- _Document extract_
────────────────
Vernon
Q ..
They become a source of confusion more than anything else then?
A
Well, sure, and then they start throwing in economic analysis with those rare risks. When
you start thinking about that, the dam fails and 10,000 people are drowned, what is their
life worth? How do you go about deciding what an average life is worth? Besides that,
who are those people going to be? The ones living right downstream from the dam, it's
not something like an airplane where you don't know the victim, a victim in an airplane
could be anybody. Anybody that flies airplanes. But the people--right downstream from
a dam--don't want the dam design based on a benefit/cost ratio. They want it safe.
Safety Problems
Q ..
Maximum safety?
A ..
So anyway, you run into those kinds of problems and justifiably so because there are only
so many dollars to go around and you can't spend all the dollars on dam safety, you've got
to spend dollars on welfare--all kinds of other things. So there's always going to be this
debate on the best way to spend your money.
────────────────
- _Data supplied_
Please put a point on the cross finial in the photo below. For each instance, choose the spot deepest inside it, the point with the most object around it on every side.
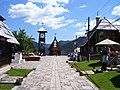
(97, 13)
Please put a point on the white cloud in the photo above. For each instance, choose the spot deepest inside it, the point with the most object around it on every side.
(83, 6)
(116, 10)
(51, 15)
(51, 2)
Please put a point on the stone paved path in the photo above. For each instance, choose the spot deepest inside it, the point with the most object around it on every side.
(53, 73)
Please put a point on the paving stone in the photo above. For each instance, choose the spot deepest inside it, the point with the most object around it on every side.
(53, 73)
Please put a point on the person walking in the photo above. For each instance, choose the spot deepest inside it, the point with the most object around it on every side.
(105, 57)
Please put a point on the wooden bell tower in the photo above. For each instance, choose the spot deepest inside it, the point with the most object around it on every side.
(41, 42)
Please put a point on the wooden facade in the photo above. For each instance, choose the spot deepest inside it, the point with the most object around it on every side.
(5, 53)
(54, 48)
(104, 30)
(7, 41)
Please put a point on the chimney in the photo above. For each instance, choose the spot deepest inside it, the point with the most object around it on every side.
(97, 19)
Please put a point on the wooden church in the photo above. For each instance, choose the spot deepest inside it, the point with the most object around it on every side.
(54, 48)
(7, 41)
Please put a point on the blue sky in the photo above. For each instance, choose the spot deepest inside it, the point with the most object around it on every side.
(66, 18)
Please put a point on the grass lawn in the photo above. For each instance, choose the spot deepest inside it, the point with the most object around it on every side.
(106, 80)
(14, 72)
(6, 86)
(85, 65)
(19, 72)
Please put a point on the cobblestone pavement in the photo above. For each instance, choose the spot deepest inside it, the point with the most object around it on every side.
(53, 73)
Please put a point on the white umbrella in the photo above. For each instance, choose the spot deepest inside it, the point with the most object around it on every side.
(107, 42)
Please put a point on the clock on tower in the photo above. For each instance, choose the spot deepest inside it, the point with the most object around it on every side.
(41, 42)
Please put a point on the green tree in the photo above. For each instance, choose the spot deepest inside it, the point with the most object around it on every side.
(26, 42)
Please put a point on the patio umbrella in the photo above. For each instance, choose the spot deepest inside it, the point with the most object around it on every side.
(107, 42)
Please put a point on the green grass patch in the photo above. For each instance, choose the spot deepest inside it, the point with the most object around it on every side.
(106, 80)
(19, 72)
(6, 86)
(85, 65)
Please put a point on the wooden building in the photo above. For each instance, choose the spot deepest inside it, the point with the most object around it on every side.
(102, 30)
(41, 42)
(7, 41)
(54, 48)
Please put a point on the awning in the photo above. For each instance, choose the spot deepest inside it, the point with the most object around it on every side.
(107, 42)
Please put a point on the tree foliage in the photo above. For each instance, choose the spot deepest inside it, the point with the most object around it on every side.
────────────────
- _Set tasks_
(A) From the dam safety interview above, copy word for word the passage that begins at the words "They become a" and stops after the words "Maximum safety?".
(B) Answer these questions about the dam safety interview:
(i) In the example of a dam failure, how many people are drowned?
(ii) What do the people right downstream from a dam want instead of a design based on a benefit/cost ratio?
(iii) Besides dam safety, what does the speaker name as something dollars must be spent on?

- _Responses to the tasks_
(A)
They become a source of confusion more than anything else then?
A
Well, sure, and then they start throwing in economic analysis with those rare risks. When
you start thinking about that, the dam fails and 10,000 people are drowned, what is their
life worth? How do you go about deciding what an average life is worth? Besides that,
who are those people going to be? The ones living right downstream from the dam, it's
not something like an airplane where you don't know the victim, a victim in an airplane
could be anybody. Anybody that flies airplanes. But the people--right downstream from
a dam--don't want the dam design based on a benefit/cost ratio. They want it safe.
Safety Problems
Q ..
Maximum safety?

(B)
(i) 10,000 people.
(ii) They want the dam safe.
(iii) Welfare.